Source data
::::
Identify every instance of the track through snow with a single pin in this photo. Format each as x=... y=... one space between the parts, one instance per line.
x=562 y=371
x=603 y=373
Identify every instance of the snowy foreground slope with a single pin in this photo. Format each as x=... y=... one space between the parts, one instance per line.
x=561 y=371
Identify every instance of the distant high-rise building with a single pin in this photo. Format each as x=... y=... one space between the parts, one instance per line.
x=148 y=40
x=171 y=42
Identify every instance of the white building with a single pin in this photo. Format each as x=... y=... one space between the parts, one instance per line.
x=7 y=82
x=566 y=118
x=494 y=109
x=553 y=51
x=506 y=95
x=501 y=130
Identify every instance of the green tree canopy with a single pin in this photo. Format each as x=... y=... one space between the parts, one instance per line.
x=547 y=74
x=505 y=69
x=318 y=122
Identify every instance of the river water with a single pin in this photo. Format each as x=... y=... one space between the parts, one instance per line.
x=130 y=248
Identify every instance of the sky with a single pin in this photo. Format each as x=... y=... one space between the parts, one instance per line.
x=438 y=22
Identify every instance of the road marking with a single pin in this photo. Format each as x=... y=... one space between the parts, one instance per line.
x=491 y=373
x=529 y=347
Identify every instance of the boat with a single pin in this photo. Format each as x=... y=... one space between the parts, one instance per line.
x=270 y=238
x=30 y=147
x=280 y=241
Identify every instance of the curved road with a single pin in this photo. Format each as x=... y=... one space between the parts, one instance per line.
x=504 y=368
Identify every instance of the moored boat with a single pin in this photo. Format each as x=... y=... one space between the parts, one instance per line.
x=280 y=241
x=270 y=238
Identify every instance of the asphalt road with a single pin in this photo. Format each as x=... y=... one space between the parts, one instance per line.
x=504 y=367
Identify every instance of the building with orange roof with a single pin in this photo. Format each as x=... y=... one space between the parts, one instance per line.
::::
• [Instructions for the task]: What is needed here is an exact copy of every record.

• [Task response]:
Identify every instance of the track through snow with a single pin in this photo. Format each as x=... y=... one space between the parts, one instance per line.
x=562 y=371
x=603 y=373
Identify every instance of the snowy foreground slope with a single pin in this photo. Format each as x=... y=... one space between the parts, one instance per line.
x=561 y=371
Identify every instance of the distant high-rise building with a single pin in this photo. Format each as x=... y=... one space between the parts, one instance per line.
x=148 y=40
x=171 y=42
Identify every instance of the white building with a single pin in this photo. Format each as x=... y=... one space between the parts, one instance per line.
x=7 y=82
x=566 y=118
x=494 y=109
x=553 y=51
x=506 y=95
x=501 y=130
Identify every instance of the green tree canopy with a single pin in this photo. Format each as x=... y=... one space between the parts, one instance per line.
x=547 y=74
x=505 y=69
x=318 y=122
Identify every instance of the river water with a single pin in this photo. Format each as x=... y=... one space between the parts, one instance per line.
x=130 y=248
Identify every instance of the sky with a single pin in this photo. Format each as x=... y=... one space between the parts, one instance per line.
x=438 y=22
Identify every instance of the road marking with a single pin in this photo. Format each as x=... y=... one space between the parts, one instance per line.
x=491 y=373
x=529 y=347
Identify every instance of the boat with a single pin in this photo. Format each as x=... y=... one space between the parts, one instance per line.
x=270 y=238
x=30 y=147
x=280 y=241
Identify every instance of the curved road with a single pin in this photo. Format each as x=... y=... one space between the parts, one instance per line.
x=504 y=368
Identify every instance of the moored boat with a single pin in this photo. Format each as x=... y=... one space between the parts, one instance per line.
x=280 y=241
x=270 y=238
Identify every instance of the asphalt road with a single pin in this photo. Format each as x=... y=... one space between the parts, one instance per line.
x=504 y=367
Identify every instance of the building with orange roof with a single pin in this photo. Format each as x=... y=... one space between the parts, one instance per line.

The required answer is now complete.